:: PROVIDED PASSAGE ::
— Begin —

Day 9: Vector Databases
Learning Objectives
- Understand what vector databases do that regular databases can't
- Learn HNSW vs IVF index types and their tradeoffs
- Deploy Qdrant, index 1k+ documents, benchmark search quality and speed
Theory (15 min)
Why a Vector Database?
Regular databases (Postgres) store structured data. Vector databases store embeddings — high-dimensional vectors that represent meaning.
A vector DB answers: "Find me the N vectors most similar to this query vector."
How Vector Search Works
Brute force (kNN): Compare query to every vector — O(N) distance computations. Fine for 10k, terrible for 10M.
Approximate Nearest Neighbour (ANN) sacrifices some accuracy for speed:
Brute force: 100% recall, 100ms for 100k vectors
ANN: 95% recall, 1ms for 100k vectors
Index Types
| Index | How It Works | Build Time | Search Speed | Recall | Memory |
|---|---|---|---|---|---|
| Flat (brute force) | Compare all | None | Slowest | 100% | Low |
| IVF (Inverted File) | Cluster → search nearest clusters | Medium | Fast | 90-95% | Low |
| HNSW (Hierarchical NSW) | Multi-layer graph navigation | Slow | Fastest | 95-99% | High |
| IVF+HNSW | Hybrid | Slow | Fast | 95-99% | Medium |
HNSW is the default for most use cases (best accuracy/speed tradeoff). Use IVF for memory-constrained or billion-scale scenarios.
The Distance Function Matters
| Metric | Use Case | Example |
|---|---|---|
| Cosine | Semantic similarity (normalised vectors) | Default for embeddings |
| Euclidean (L2) | Absolute distance in vector space | Clustering |
| Dot product | Magnitude-sensitive similarity | Some trained models |
Hybrid Search (Dense + Sparse)
Best practice: combine dense embeddings (semantic) with sparse keywords (exact match):
Score = α * dense_similarity + (1-α) * keyword_score
This catches cases that pure semantic search misses (proper names, IDs, exact terms).
Hands-on (15 min)
Deploy Qdrant + Index Documents
# Run Qdrant in Docker
docker run -d --name qdrant -p 6333:6333 -p 6334:6334 qdrant/qdrant
# Install client
pip install qdrant-client sentence-transformers
#!/usr/bin/env python3
"""vector-db-bench.py — index and search documents in Qdrant."""
from qdrant_client import QdrantClient
from qdrant_client.models import Distance, VectorParams, PointStruct
import numpy as np
import time
# Stub — Ayva will research and expand with:
# - Multiple index type comparisons (Flat, HNSW, IVF)
# - Recall@k benchmarks
# - Memory usage tracking
# - Hybrid search (full-text + vector)
# - Collection configuration best practices
client = QdrantClient("localhost", port=6333)

— End —

:: WHAT YOU NEED TO DO ::
1/ Answer from the vector database lesson:
(a) What recall and search time does ANN give for 100k vectors?
(b) Which index type does it recommend for memory-constrained or billion-scale scenarios?
(c) Which two ports does the Docker command map for Qdrant?
2/ Summarize the vector database lesson in two sentences.
3/ Repeat the part of the vector database lesson starting at "Regular databases (Postgres)" and ending at "terrible for 10M.", word for word.
The items after this point are separate material with no link to the vector database lesson.

Dataset excerpts on pointing at objects
— Begin —

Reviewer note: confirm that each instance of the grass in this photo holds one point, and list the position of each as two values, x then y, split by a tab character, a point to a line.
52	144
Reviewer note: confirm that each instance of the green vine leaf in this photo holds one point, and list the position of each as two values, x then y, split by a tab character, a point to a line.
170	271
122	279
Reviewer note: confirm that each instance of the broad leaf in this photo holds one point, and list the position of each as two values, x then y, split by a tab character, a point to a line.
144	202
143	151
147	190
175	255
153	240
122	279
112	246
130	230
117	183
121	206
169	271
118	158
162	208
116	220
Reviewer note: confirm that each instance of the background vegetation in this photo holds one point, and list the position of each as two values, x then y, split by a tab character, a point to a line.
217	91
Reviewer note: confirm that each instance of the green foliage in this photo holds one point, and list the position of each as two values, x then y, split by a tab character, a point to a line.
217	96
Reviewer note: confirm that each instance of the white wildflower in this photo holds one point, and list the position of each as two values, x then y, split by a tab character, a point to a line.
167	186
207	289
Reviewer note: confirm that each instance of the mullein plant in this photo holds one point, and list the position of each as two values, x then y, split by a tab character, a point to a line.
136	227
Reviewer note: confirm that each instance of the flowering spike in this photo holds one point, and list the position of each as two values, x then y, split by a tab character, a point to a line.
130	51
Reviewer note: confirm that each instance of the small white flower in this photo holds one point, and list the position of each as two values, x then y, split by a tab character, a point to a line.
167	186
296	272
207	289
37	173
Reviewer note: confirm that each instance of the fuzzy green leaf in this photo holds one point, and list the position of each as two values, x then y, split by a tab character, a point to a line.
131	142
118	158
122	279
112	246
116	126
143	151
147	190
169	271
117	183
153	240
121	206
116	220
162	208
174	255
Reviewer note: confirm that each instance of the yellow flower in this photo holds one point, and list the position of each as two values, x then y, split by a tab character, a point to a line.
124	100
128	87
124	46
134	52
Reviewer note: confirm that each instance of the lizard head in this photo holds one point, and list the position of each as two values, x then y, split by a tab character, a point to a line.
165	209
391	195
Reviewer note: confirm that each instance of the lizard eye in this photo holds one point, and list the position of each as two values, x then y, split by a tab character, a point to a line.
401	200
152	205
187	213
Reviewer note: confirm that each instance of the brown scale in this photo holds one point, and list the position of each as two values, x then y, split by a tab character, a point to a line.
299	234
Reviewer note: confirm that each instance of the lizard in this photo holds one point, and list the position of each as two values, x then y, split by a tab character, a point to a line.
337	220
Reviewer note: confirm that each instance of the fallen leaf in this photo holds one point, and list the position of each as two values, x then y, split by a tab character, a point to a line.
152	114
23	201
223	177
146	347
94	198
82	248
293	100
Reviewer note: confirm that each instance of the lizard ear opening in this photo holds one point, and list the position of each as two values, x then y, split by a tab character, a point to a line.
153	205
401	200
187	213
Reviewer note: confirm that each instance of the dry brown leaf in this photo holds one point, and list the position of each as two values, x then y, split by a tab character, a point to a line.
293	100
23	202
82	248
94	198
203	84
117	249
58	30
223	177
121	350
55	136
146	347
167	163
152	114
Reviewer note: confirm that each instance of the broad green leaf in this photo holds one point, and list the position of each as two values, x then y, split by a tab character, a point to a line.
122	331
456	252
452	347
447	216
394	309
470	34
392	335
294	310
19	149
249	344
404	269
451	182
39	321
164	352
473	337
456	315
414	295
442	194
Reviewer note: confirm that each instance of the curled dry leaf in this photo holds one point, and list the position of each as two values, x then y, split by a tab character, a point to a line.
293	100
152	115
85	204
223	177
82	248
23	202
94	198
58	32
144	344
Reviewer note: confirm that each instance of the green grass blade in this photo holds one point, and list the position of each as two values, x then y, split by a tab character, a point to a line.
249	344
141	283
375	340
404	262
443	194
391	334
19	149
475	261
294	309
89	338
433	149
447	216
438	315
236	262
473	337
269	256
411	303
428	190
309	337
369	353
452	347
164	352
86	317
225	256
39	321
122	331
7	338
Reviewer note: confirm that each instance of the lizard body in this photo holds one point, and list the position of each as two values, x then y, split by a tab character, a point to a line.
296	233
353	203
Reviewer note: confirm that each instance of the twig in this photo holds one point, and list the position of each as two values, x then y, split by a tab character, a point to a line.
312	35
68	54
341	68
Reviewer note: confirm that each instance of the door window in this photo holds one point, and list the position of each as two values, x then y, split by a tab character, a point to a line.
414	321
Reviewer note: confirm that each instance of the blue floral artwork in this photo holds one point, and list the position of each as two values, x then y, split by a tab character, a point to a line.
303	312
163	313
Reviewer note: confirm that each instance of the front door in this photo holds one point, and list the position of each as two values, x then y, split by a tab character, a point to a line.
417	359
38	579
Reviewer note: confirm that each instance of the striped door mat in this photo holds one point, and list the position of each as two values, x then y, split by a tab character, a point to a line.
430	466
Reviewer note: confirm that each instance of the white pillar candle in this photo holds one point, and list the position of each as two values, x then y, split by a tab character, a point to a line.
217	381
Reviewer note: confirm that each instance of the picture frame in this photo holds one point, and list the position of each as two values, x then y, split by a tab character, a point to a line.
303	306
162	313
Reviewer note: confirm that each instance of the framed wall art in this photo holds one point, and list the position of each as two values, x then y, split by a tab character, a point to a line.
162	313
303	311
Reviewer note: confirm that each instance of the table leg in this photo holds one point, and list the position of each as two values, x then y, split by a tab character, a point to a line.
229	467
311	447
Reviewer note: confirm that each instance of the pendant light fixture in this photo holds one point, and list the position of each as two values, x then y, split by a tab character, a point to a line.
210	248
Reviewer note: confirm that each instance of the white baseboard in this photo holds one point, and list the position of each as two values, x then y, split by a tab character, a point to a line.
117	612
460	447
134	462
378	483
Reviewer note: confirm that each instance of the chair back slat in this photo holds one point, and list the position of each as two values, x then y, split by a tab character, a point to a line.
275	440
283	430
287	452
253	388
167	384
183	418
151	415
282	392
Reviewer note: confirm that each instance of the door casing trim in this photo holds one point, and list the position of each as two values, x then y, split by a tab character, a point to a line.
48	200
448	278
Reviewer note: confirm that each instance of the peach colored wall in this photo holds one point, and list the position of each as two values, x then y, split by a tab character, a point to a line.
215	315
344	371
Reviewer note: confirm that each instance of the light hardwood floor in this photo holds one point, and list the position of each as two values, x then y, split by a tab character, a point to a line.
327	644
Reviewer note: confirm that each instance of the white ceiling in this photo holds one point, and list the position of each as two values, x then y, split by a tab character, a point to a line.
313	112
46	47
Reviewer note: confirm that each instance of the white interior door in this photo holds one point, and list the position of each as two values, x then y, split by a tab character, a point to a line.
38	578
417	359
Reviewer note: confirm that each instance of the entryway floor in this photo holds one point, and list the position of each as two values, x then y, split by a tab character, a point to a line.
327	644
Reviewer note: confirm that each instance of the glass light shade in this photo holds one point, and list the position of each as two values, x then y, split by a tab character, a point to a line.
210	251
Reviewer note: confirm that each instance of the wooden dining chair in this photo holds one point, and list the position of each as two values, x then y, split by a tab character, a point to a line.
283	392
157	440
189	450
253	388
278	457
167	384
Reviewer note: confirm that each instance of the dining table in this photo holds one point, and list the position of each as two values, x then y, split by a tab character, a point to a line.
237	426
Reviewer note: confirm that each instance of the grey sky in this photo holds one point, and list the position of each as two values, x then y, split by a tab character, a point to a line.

— End —

:: TASK-BY-TASK RESULTS ::
1/
(a) 95% recall and 1ms.
(b) IVF.
(c) 6333 and 6334.

2/ Vector databases store embeddings and find the vectors most similar to a query vector, and approximate nearest neighbour search gives up some accuracy to run faster than brute force. HNSW is the default index for most use cases and IVF suits memory-constrained or billion-scale scenarios, while the hands-on part runs Qdrant in Docker and installs a client to index and search documents.

3/
Regular databases (Postgres) store structured data. Vector databases store embeddings — high-dimensional vectors that represent meaning.
A vector DB answers: "Find me the N vectors most similar to this query vector."
How Vector Search Works
Brute force (kNN): Compare query to every vector — O(N) distance computations. Fine for 10k, terrible for 10M.